◆ **Exercise instructions**
**a.** From the dating question, extract the passage between "It's otherwise (apart" and "me and my ex.", inclusive, word for word.
**b.** Summarize the dating question in two sentences.

◆ **Document**
-=-=-=-=-

Tagged as: Dating, The ex-factor<< Previous question   Next question >>
Question - (30 May 2013) 2 Answers - (Newest, 31 May 2013)
A female Ireland age 36-40, anonymous writes:

Hi,

My boyfriend checks his ex girlfriends facebook sometimes, he was deeply hurt by how she treated him and was angry with himself about how he let her hurt him so much and it took him time to get over her. I was insecure that he was not quite over her and asked him to delete her as a friend on Facebook which he did straight away. His family really dislike her and he also disliked her family which was the main reason she broke up with him.

It's otherwise (apart from my insecurities) a great relationship. We get along very well and we often talk about the future and he even talks about our wedding day! He says he loves me and I do love him. That's why I'm scared that he may not be quite over her even though it ended two years ago. He doesn't talk about her and says that he is over her. He says if things hasn't ended so badly they would probably still be together but that is a "what if" situation. He said this because I asked him and he said the same could be said for me and my ex.

-=-=-=-=-

◆ **Collected data**
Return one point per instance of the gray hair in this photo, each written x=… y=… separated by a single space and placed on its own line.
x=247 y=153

-=-=-=-=-

◆ **Outputs**
**a.**
It's otherwise (apart from my insecurities) a great relationship. We get along very well and we often talk about the future and he even talks about our wedding day! He says he loves me and I do love him. That's why I'm scared that he may not be quite over her even though it ended two years ago. He doesn't talk about her and says that he is over her. He says if things hasn't ended so badly they would probably still be together but that is a "what if" situation. He said this because I asked him and he said the same could be said for me and my ex.

**b.** The writer's boyfriend sometimes checks his ex-girlfriend's Facebook, and although he deleted her as a friend at the writer's request and says he is over her, the writer fears he may not be, even though it ended two years ago. Apart from these insecurities, the relationship is great: they get along very well, talk about the future and even their wedding day, and say they love each other.